■ Excerpt ■
#####

UIAutomation alone isn't enough. Browsers render most of their content to a canvas; UIA returns nothing useful. We added a see_screen tool that takes a screenshot and asks GPT-4o-mini to describe it.
HTTP transports are weirder than they look. Dart's HttpClient defaults to chunked transfer encoding for POSTs unless you set contentLength explicitly. Took us an hour to figure out why voice switching was silently failing.

Challenges we ran into

PortAudio device contention. Opening separate input and output streams from different components races on the device handle and crashes intermittently. Fix: a single AudioBus owner that arbitrates record + playback in one duplex callback.
pywinauto tree walks blocking the loop. Walking the UI tree of an open Chrome window with pywinauto could take 60 seconds. Switched to the uiautomation library directly and capped depth + time per call.
The ElevenLabs SDK shells out to mpv for playback, which we don't want. Wrote a raw WebSocket client that pulls PCM bytes ourselves and feeds the AudioBus.

#####

■ Source information ■
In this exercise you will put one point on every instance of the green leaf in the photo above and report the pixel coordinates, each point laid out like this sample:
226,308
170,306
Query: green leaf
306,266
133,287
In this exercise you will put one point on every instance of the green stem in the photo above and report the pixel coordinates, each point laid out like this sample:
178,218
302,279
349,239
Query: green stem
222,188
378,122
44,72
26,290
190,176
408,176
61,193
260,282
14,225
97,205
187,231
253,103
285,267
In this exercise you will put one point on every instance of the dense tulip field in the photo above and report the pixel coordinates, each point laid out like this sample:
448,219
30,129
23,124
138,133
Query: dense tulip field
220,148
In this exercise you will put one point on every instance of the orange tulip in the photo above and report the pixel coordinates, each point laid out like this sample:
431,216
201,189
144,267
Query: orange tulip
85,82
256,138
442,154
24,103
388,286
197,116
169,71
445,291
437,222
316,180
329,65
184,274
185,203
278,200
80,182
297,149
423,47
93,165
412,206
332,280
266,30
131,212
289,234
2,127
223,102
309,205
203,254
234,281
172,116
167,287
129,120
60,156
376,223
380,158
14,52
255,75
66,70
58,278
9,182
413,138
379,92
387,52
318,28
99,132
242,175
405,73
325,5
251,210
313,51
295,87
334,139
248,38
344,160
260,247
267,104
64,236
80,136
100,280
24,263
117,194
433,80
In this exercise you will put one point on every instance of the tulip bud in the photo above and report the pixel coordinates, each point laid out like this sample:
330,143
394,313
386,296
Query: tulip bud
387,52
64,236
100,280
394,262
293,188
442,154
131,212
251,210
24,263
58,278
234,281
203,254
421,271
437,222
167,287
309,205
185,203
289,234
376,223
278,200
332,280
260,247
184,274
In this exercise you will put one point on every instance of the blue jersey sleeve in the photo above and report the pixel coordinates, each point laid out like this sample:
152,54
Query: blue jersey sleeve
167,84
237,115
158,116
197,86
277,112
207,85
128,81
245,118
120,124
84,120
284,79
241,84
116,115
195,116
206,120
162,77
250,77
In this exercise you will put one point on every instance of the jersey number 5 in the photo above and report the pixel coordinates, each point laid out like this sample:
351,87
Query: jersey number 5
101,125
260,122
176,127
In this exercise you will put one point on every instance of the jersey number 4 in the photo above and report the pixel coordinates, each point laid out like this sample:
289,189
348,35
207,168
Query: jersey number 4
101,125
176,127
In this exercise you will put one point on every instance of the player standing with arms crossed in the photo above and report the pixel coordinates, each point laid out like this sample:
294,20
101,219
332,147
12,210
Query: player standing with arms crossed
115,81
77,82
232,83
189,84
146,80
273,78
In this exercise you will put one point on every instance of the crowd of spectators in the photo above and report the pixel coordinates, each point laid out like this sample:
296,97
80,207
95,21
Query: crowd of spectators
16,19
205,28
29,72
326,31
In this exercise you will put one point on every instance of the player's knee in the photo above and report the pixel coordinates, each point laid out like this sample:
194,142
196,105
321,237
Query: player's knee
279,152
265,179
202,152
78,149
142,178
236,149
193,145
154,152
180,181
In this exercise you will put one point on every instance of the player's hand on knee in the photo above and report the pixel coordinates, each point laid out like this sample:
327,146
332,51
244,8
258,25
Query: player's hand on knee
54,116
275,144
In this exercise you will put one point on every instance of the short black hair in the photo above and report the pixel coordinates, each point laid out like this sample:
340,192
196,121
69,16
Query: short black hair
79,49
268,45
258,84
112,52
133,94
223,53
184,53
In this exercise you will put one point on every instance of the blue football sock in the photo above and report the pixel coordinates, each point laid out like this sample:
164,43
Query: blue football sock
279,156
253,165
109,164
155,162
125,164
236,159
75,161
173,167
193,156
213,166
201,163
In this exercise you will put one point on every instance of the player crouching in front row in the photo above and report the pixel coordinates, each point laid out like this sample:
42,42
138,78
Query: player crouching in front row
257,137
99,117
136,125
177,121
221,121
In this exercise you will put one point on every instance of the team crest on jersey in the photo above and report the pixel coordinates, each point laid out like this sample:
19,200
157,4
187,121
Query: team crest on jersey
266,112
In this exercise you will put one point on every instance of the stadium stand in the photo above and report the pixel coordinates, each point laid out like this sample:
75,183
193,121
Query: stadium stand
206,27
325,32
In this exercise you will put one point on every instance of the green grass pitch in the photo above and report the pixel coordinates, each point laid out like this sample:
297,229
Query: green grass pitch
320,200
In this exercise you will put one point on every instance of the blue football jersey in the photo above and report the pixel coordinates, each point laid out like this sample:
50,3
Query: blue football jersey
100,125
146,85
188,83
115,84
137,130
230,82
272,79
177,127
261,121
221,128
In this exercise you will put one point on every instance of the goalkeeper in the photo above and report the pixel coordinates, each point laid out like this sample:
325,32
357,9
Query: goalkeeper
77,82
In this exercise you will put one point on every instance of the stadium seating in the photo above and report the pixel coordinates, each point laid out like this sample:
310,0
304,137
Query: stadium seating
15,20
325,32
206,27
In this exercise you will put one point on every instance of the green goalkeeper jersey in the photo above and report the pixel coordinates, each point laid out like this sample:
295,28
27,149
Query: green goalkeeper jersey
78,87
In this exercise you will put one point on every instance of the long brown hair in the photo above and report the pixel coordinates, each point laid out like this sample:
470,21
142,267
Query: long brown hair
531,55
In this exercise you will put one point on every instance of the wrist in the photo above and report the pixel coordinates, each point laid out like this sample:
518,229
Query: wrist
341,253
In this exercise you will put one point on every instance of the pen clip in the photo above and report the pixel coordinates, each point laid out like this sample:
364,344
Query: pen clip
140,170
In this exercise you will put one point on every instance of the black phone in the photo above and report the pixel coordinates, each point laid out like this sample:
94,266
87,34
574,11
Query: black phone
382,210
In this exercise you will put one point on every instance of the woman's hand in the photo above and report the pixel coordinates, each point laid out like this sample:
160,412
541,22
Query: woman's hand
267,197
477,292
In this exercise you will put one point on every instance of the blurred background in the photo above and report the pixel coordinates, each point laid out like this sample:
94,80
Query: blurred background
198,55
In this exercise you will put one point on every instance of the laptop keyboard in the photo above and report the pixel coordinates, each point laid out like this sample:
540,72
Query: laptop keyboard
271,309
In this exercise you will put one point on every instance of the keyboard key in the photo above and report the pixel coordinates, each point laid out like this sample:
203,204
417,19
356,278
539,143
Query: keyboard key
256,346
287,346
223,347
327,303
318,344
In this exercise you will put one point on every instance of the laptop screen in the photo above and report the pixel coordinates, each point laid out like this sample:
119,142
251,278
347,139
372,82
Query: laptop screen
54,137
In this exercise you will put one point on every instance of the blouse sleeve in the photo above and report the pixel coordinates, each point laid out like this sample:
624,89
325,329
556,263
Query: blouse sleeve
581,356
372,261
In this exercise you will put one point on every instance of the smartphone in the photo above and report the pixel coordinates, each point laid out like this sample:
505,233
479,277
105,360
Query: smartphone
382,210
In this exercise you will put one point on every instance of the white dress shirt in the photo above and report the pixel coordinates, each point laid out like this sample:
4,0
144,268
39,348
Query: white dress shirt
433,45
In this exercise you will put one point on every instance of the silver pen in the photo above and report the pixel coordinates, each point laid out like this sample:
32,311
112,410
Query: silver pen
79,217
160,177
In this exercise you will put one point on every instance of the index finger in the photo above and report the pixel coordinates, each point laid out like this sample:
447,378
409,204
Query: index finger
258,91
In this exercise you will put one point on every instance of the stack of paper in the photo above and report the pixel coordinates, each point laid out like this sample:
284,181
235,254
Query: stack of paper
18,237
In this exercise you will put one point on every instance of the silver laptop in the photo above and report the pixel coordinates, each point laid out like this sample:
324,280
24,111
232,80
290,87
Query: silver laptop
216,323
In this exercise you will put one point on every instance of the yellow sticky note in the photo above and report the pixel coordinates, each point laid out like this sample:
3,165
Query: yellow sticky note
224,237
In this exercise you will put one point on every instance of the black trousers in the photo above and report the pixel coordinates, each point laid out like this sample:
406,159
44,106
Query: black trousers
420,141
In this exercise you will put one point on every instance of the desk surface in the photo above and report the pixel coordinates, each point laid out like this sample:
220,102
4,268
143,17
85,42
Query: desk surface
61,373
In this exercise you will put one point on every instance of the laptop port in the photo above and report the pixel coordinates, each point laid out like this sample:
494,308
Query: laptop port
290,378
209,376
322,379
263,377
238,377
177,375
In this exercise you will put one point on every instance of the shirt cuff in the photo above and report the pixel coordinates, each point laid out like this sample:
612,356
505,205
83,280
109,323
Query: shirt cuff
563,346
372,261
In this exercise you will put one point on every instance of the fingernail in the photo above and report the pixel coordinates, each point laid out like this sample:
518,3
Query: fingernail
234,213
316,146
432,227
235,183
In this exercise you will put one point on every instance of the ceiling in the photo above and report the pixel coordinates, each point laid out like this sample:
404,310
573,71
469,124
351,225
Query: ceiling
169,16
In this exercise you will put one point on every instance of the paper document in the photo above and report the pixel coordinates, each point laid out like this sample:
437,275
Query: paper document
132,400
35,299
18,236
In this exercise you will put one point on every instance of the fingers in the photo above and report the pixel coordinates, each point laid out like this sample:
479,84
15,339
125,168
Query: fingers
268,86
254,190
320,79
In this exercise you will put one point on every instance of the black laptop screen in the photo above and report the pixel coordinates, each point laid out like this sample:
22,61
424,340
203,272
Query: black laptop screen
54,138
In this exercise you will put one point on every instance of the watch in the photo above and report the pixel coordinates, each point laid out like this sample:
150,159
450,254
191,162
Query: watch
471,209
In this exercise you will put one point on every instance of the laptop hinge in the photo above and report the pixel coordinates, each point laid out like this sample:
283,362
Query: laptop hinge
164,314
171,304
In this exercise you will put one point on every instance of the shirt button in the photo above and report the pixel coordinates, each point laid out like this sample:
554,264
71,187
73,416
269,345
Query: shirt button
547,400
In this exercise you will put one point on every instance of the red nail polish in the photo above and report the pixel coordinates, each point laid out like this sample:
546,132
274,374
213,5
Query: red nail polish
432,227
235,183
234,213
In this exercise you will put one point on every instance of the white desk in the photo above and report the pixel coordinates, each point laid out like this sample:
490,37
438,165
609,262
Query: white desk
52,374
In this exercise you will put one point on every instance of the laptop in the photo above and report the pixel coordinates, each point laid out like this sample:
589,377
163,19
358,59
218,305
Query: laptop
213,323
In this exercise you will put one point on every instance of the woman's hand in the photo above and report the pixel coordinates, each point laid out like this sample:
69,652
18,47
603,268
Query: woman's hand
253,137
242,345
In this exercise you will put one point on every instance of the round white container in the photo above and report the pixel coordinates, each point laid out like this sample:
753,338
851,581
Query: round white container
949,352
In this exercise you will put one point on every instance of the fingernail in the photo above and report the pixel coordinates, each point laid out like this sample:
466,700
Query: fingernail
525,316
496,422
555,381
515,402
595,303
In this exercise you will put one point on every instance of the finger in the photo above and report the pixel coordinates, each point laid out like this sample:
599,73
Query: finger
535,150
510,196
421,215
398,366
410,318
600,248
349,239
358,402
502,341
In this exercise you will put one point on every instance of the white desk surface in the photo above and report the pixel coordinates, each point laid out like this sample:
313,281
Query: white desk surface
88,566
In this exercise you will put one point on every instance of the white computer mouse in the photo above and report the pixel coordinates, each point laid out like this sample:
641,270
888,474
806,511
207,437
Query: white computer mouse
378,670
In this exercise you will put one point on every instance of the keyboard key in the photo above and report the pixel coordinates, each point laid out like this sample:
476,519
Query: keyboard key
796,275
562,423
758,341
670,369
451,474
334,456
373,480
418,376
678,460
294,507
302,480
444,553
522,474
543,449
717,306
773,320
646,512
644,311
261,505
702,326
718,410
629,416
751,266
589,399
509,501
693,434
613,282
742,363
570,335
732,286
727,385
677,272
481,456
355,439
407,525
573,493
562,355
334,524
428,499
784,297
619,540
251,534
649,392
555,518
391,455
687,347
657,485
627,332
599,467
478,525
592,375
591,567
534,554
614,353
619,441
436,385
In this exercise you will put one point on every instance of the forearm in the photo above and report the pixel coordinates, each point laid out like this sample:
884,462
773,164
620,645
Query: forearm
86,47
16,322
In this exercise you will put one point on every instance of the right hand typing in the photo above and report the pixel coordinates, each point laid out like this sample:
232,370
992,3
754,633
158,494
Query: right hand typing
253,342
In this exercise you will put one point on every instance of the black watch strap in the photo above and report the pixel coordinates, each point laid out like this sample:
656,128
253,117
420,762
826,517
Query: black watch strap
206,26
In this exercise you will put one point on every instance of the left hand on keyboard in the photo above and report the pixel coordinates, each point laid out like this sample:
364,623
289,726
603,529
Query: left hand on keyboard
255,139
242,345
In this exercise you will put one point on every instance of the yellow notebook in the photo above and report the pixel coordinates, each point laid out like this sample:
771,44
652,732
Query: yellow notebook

#####

■ Tasks to perform ■
a. Check each statement against the excerpt about development challenges: (i) Dart's HttpClient uses chunked transfer encoding for POSTs unless contentLength is set explicitly; (ii) the team kept using pywinauto but limited how deep it walked the tree; (iii) the see_screen tool sends a screenshot to GPT-4o-mini for a description. For each, answer yes or no and quote the words from the excerpt that decide it.
b. Write what comes next in the excerpt about development challenges, picking up after its last sentence and keeping its short, problem-then-fix style.

■ Numbered answers ■
a.
(i) Yes: "Dart's HttpClient defaults to chunked transfer encoding for POSTs unless you set contentLength explicitly."
(ii) No: "Switched to the uiautomation library directly and capped depth + time per call."
(iii) Yes: "We added a see_screen tool that takes a screenshot and asks GPT-4o-mini to describe it."

b.
Wake-word + barge-in interaction. While narrating, the assistant must still hear "stop" and react in under 100 ms. Solved by always running VAD on the mic, even during TTS — speech-start during playback triggers an immediate flush of the audio buffer (within one $\sim 20\,\text{ms}$ output callback period).
Confirmation flow. Dangerous tools (close window, delete) need a spoken yes/no with timeout, "wait" extensions, and re-prompting — without blocking the rest of the loop. We used an asyncio.Future on the session that the main listener routes the next utterance into.

What's next

Outlook integration so my grandma can finally read her own email. NVDA bridge for the apps Shorka can't yet see. A friend-and-family mode where she can ask "call my granddaughter" and it just works.

She's the user. Everything else is implementation detail.